■ PAGE EXTRACT:
# Creepy Animation (specifically for Metal Ken)



## Kevan (Oct 5, 2007)

Found this courtesy of another site:

Awesome yet creepy stop motion wall animation

I'm sure Metal Ken will enjoy it.


----------



## Thomas (Oct 5, 2007)

Coolest thing of the day! 
Thanks Kevan.


----------



## D-EJ915 (Oct 5, 2007)

whoa wtf


----------



## Desecrated (Oct 5, 2007)

Pretty nice


----------



## Metal Ken (Oct 5, 2007)

that was fucking weird


----------



## Rick (Oct 5, 2007)

That was cool as shit.


----------



## Psychoface (Oct 5, 2007)

.......now im scared....
like that one time i dropped acid.. things got toooooooo real man!!


----------



## Leon (Oct 5, 2007)

F'd up


----------



## Ken (Oct 5, 2007)

Other Kens liked it too.


----------



## TomAwesome (Oct 5, 2007)

Interesting.


----------



## ElRay (Oct 5, 2007)

Too Kewl. Now we just need to have a thread where people add a soundtrack.

Ray


----------



## jaxadam (Oct 5, 2007)

Wow, pretty crazy!

They're gonna have to do some painting after that...


----------

■ GOAL A:
Show each line of the listing that contains the string "pole".
The thread and the listing come from unrelated sources.

Coordinate annotation records
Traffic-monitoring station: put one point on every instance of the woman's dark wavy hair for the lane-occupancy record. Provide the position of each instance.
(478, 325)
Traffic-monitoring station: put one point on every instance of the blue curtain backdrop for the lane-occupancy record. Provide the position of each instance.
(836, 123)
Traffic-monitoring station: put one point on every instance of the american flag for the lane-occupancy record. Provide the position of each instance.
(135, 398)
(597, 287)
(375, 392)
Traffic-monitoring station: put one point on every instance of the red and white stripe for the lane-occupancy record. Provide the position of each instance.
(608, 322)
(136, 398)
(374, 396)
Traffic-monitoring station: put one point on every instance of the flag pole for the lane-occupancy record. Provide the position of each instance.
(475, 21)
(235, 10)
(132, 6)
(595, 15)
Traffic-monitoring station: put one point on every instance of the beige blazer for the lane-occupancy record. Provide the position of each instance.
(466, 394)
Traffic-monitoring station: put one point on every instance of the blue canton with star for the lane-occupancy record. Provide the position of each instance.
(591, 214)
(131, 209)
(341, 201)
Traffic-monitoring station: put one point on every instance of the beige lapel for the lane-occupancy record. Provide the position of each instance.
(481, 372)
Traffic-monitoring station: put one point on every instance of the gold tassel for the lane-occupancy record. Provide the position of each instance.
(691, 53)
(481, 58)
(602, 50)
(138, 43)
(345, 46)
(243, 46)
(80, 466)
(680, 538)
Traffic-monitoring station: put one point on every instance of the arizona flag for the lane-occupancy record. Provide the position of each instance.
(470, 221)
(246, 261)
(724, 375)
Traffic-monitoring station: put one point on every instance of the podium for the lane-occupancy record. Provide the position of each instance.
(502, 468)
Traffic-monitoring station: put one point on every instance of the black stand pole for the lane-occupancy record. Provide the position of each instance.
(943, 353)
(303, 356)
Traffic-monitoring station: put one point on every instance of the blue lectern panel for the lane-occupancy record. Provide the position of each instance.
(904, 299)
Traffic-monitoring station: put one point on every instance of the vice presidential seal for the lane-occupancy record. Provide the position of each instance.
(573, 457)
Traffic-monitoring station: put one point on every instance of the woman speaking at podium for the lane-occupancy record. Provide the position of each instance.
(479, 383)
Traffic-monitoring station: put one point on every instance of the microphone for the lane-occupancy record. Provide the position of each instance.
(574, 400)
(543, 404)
--
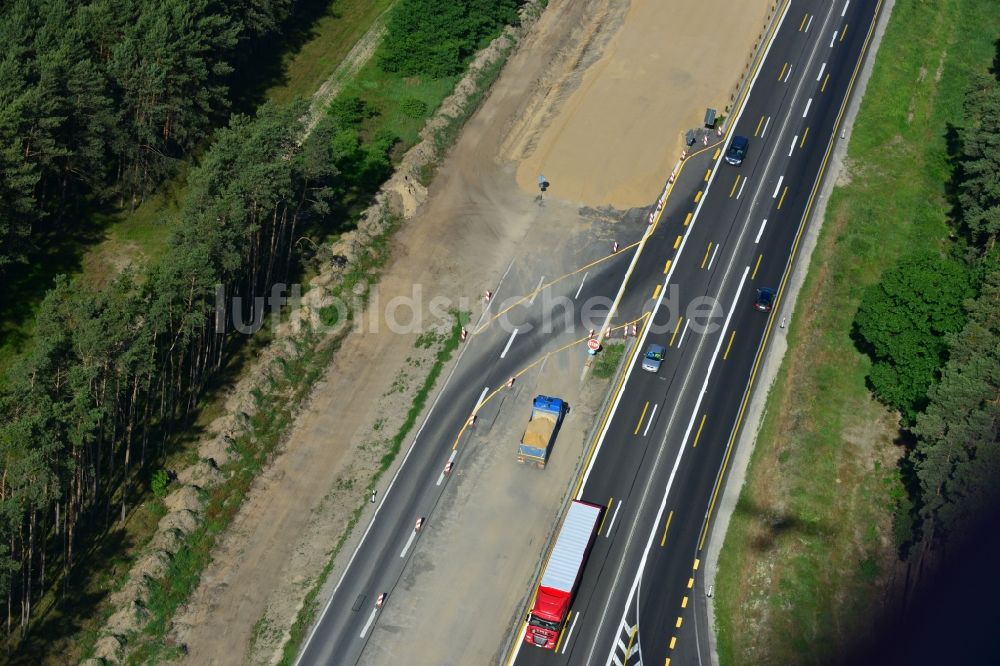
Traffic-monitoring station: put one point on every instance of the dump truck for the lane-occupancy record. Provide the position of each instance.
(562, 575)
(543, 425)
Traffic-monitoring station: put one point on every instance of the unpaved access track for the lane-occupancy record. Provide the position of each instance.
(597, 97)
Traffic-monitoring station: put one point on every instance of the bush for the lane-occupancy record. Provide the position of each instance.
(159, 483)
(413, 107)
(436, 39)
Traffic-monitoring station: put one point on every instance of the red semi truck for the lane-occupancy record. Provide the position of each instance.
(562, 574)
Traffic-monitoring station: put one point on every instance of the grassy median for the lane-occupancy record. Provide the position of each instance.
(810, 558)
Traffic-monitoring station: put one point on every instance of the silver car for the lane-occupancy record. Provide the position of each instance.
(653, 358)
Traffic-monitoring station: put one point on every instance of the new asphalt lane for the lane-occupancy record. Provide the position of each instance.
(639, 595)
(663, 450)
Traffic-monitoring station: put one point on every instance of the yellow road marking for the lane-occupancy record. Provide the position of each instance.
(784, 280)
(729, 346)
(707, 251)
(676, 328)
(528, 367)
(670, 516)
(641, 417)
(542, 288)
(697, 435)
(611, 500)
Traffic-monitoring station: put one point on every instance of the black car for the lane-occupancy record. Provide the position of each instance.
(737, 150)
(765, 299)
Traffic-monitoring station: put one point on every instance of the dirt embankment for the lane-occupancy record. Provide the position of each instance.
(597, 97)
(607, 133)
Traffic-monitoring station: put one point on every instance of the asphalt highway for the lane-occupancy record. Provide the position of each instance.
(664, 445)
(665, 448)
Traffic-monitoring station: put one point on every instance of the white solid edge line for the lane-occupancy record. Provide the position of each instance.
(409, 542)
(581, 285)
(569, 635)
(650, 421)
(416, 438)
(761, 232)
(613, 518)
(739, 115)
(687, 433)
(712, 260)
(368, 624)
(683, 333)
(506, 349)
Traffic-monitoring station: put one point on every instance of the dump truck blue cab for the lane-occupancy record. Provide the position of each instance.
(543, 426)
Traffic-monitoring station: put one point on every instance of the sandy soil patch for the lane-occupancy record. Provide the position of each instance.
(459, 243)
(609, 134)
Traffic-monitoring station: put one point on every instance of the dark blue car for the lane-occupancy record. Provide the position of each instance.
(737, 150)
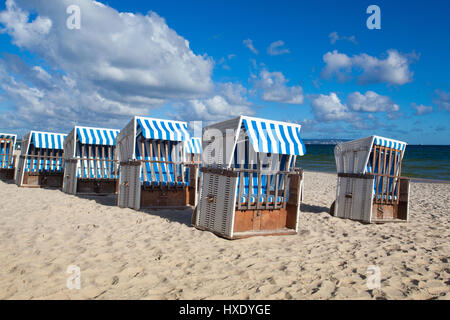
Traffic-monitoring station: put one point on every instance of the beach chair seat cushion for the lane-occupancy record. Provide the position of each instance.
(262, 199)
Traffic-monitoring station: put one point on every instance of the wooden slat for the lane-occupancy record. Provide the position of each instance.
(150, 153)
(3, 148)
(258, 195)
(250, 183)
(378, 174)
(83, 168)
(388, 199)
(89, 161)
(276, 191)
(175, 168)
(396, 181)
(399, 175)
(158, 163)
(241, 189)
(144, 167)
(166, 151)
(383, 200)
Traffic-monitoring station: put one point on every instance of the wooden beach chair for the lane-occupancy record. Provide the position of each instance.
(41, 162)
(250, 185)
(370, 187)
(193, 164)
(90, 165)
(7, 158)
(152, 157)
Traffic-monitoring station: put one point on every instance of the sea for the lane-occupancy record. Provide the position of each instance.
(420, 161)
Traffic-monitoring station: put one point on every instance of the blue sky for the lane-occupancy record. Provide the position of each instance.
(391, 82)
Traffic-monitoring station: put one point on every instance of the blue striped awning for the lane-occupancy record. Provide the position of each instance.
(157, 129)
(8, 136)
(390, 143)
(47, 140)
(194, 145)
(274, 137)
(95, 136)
---
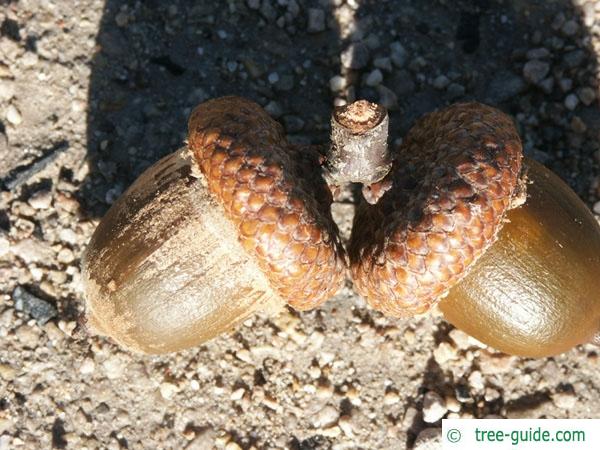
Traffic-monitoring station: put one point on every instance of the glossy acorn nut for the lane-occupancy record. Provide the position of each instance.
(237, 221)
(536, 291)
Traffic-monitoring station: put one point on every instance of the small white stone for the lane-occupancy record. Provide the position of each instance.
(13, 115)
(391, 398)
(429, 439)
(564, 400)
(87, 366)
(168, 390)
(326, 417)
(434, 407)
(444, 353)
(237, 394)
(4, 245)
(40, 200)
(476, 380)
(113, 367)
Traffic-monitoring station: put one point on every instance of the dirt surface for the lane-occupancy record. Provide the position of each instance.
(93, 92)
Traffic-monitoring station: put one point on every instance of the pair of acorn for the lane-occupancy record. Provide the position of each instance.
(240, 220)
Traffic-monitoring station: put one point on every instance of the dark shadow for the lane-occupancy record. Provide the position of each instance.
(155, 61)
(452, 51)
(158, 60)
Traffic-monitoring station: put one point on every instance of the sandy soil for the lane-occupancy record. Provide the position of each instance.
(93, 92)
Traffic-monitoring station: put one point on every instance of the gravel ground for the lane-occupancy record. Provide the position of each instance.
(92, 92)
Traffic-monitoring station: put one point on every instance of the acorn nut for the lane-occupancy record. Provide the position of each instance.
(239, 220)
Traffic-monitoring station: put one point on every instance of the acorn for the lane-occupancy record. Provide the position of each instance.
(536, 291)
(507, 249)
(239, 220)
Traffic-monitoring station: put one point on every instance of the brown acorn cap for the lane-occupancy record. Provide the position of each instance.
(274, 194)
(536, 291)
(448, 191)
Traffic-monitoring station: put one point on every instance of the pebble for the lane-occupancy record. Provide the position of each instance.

■ GOAL B:
Restate the paragraph in the thread that begins "Too Kewl" in fewer words, keeping its main points.

■ RESPONSE A:
Traffic-monitoring station: put one point on every instance of the flag pole for the lane-occupancy record. Provide the position of each instance.
Traffic-monitoring station: put one point on every instance of the black stand pole for the lane-occupancy record. Provide the position of each instance.

■ RESPONSE B:
Very cool; next, a thread is needed where people add a soundtrack.